(Region pointing data)
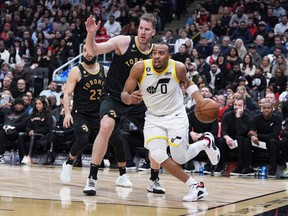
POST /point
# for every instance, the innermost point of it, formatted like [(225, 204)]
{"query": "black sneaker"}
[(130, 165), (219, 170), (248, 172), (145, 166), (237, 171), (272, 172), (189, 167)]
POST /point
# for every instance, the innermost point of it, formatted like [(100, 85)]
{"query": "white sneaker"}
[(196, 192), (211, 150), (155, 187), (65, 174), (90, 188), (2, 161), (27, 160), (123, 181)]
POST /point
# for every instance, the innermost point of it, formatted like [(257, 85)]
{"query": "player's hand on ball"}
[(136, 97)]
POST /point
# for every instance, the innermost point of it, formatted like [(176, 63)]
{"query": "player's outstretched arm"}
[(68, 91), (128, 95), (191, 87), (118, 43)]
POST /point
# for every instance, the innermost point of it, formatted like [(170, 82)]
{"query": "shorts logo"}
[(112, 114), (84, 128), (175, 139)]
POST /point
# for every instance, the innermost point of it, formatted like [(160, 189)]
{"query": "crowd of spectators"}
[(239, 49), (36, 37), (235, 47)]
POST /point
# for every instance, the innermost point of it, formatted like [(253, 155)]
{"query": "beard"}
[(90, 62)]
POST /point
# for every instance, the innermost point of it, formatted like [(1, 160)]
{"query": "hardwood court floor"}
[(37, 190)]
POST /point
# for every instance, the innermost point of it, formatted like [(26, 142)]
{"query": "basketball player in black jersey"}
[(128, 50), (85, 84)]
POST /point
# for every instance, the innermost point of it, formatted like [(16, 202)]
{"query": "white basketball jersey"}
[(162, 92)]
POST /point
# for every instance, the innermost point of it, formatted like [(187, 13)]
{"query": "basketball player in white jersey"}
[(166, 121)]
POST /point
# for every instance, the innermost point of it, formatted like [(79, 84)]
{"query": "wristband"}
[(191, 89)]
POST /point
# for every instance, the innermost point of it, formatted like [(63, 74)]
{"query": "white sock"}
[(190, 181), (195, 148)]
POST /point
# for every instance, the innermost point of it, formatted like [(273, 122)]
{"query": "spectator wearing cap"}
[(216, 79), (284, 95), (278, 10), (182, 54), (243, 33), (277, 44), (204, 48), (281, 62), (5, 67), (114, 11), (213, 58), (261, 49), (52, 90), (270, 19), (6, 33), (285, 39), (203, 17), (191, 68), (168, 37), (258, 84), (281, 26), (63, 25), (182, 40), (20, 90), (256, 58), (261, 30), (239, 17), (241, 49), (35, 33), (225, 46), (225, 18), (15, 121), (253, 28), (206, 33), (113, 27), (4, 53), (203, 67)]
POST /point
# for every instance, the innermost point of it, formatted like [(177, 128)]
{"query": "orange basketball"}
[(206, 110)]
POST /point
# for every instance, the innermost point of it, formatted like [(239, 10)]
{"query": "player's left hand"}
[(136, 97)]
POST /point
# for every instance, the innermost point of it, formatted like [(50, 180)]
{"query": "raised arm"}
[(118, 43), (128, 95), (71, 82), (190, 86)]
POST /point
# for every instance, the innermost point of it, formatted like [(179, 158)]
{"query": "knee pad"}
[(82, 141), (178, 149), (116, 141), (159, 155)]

#### TASK REQUIREMENTS
Set all of the records down once more, letter for letter, with the images removed.

#### REPLY TO THE TASK
POST /point
# for every instance, the innermost point of it, formatted like [(225, 204)]
{"query": "black sneaker"}
[(130, 165), (219, 170), (248, 172), (145, 166), (237, 171), (272, 172), (189, 167)]
POST /point
# for every instance, the innermost point of it, formatted like [(100, 85)]
{"query": "white sneaker"}
[(196, 192), (211, 150), (155, 187), (65, 174), (90, 188), (2, 161), (27, 160), (123, 181)]
POST /point
# for every instance, the innermost point of it, formatted like [(257, 85)]
{"query": "player's hand on ball"}
[(136, 97)]
POST /point
# for every instance, the innermost point of it, formatted like [(176, 63)]
{"query": "player's outstretched arm"}
[(68, 91), (128, 95), (191, 87), (118, 43)]
POST /point
# for every instance, the innermost point of it, formatted like [(170, 82)]
{"query": "shorts logo"}
[(112, 114), (84, 128), (175, 139)]
POST /point
# for every instance, the innermost point of it, formatted like [(160, 189)]
{"query": "crowd of spectators"}
[(239, 49), (36, 37), (235, 47)]
POST /point
# for every instance, the innermost point of it, formatted like [(253, 155)]
{"query": "beard"}
[(90, 62)]
POST /point
# for every instance, the innermost point of it, formatted like [(1, 160)]
{"query": "hardwood court floor"}
[(37, 190)]
POST /point
# for every instance, the innermost point of it, formatted like [(26, 142)]
{"query": "basketball player in black jersey"}
[(128, 50), (85, 84)]
POST /point
# for every instance, the innermost point of it, formatted like [(16, 202)]
{"query": "white basketball jersey"}
[(162, 92)]
POST /point
# for every instance, the innermost point of it, formatted like [(187, 13)]
{"query": "basketball player in white jersey"}
[(166, 121)]
POST /point
# for every instance, the innermost point of it, formatted like [(79, 84)]
{"query": "wristband"}
[(191, 89)]
POST /point
# for every instance, the innermost point of it, formatted like [(63, 74)]
{"query": "white sock"}
[(190, 181), (195, 148)]
POST /point
# for every instance, the innermost point of it, formatted like [(273, 122)]
{"query": "spectator wearing cap"}
[(216, 79), (284, 95), (278, 10), (182, 54), (243, 33), (277, 44), (204, 48), (281, 62), (5, 67), (114, 11), (213, 58), (261, 49), (52, 90), (270, 19), (6, 33), (285, 39), (203, 17), (191, 68), (168, 37), (258, 84), (281, 26), (63, 25), (182, 40), (20, 90), (256, 58), (261, 30), (239, 17), (241, 49), (35, 33), (225, 46), (225, 18), (15, 121), (253, 28), (206, 33), (113, 27), (4, 53), (203, 67)]
POST /point
# for every instance, the innermost point of it, formatted like [(177, 128)]
{"query": "orange basketball"}
[(206, 110)]
POST /point
# for every instance, the innermost point of it, formatted like [(239, 10)]
{"query": "player's left hand"}
[(136, 97)]
POST /point
# for every instance, the innermost point of it, formatted like [(50, 180)]
{"query": "raised arm"}
[(118, 43), (128, 95), (71, 82), (190, 86)]
POST /point
# for every instance, the innermost point of it, formatted like [(179, 158)]
{"query": "knee pad"}
[(82, 141), (178, 149), (116, 141), (159, 155)]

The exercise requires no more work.